> [WORK INSTRUCTIONS]:
How many lines in the records below contain the word "white"? Reply with the number only.

> [SOURCE MATERIAL]:
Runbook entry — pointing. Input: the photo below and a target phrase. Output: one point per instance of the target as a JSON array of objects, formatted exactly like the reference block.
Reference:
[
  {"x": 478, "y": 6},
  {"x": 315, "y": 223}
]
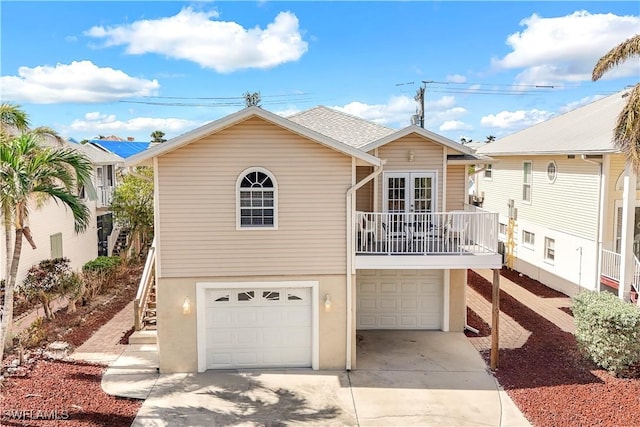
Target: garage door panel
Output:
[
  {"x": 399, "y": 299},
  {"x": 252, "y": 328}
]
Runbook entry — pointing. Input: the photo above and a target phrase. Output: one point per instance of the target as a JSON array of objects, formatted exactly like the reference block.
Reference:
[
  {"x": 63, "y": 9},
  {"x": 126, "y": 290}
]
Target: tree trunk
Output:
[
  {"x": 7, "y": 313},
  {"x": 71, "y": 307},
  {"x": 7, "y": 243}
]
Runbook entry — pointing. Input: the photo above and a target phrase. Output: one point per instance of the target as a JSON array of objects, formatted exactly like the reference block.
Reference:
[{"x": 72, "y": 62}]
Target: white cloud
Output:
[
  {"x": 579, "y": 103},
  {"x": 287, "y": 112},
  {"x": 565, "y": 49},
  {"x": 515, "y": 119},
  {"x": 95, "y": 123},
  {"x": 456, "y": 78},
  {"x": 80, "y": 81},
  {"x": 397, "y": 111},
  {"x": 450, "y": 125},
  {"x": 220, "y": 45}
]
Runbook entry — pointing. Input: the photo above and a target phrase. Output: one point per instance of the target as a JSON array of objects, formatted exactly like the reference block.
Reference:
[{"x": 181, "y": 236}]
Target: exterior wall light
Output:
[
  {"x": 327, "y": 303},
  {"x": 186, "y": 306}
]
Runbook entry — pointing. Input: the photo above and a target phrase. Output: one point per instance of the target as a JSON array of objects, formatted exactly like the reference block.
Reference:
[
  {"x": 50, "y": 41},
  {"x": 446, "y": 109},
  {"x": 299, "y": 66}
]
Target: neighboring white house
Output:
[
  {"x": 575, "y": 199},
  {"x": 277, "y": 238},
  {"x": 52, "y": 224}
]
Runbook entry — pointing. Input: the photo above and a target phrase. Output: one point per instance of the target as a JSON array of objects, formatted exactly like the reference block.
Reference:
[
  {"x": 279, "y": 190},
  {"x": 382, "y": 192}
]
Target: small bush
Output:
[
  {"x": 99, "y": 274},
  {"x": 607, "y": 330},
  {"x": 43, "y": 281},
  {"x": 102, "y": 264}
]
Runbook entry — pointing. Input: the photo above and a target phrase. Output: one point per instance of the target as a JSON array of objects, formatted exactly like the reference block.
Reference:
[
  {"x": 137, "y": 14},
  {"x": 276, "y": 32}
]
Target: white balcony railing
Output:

> [THE RESULT]:
3